**PROBLEM STATEMENT:** Present the lines in the records below, from the line containing "Where can the white baseboard" through the end of the records, as a Markdown table with the columns Row and Line, giving each line a row number and leaving out any blank lines.

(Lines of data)
________

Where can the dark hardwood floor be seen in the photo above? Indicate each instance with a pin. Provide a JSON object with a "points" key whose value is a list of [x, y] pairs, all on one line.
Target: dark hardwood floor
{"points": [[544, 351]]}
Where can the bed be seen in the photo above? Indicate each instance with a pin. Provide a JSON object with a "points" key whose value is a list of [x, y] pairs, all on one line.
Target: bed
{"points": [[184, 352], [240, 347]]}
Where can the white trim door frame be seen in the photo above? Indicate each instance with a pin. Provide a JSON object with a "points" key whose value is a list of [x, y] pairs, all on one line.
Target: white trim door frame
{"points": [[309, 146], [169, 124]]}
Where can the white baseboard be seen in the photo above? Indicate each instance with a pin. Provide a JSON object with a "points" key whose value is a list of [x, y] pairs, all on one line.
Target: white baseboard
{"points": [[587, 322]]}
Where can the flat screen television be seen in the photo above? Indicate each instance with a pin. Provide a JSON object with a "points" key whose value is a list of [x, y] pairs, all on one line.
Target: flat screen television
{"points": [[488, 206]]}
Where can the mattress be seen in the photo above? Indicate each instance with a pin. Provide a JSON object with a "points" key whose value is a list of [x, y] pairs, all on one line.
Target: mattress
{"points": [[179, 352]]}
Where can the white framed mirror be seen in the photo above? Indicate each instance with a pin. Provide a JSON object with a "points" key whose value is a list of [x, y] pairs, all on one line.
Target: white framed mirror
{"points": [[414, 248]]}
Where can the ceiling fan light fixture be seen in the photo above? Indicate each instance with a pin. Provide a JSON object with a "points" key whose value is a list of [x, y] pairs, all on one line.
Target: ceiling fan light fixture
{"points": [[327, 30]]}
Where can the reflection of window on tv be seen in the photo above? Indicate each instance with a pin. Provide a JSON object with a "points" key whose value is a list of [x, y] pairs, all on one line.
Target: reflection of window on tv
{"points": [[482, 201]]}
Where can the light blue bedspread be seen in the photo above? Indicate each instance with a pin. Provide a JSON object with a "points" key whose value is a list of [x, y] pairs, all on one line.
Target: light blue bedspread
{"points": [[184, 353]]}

________

**SOLVED PROBLEM:**
| Row | Line |
|---|---|
| 1 | Where can the white baseboard be seen in the photo above? Indicate each instance with a pin. Provide a JSON object with a "points" key whose value is a list of [x, y] pairs, all on one line. |
| 2 | Target: white baseboard |
| 3 | {"points": [[587, 322]]} |
| 4 | Where can the flat screen television be seen in the photo above? Indicate each instance with a pin. Provide a JSON object with a "points" key whose value is a list of [x, y] pairs, all on one line. |
| 5 | Target: flat screen television |
| 6 | {"points": [[488, 206]]} |
| 7 | Where can the mattress be seen in the photo above? Indicate each instance with a pin. Provide a JSON object with a "points" key whose value is a list of [x, y] pairs, all on one line. |
| 8 | Target: mattress |
| 9 | {"points": [[179, 352]]} |
| 10 | Where can the white framed mirror be seen in the photo above? Indicate each instance with a pin. Provide a JSON object with a "points" key whose value is a list of [x, y] pairs, all on one line. |
| 11 | Target: white framed mirror |
| 12 | {"points": [[414, 248]]} |
| 13 | Where can the ceiling fan light fixture be seen in the photo above? Indicate each instance with a pin. Provide a JSON object with a "points" key whose value is a list of [x, y] pairs, all on one line. |
| 14 | Target: ceiling fan light fixture |
| 15 | {"points": [[327, 30]]} |
| 16 | Where can the reflection of window on tv be seen in the photo above? Indicate each instance with a pin. Provide a JSON object with a "points" key whose value is a list of [x, y] pairs, all on one line. |
| 17 | Target: reflection of window on tv |
| 18 | {"points": [[482, 201]]} |
| 19 | Where can the light blue bedspread be seen in the photo above? Indicate each instance with a pin. Provide a JSON object with a "points" key whose value is a list of [x, y] pairs, all on one line. |
| 20 | Target: light blue bedspread |
| 21 | {"points": [[184, 353]]} |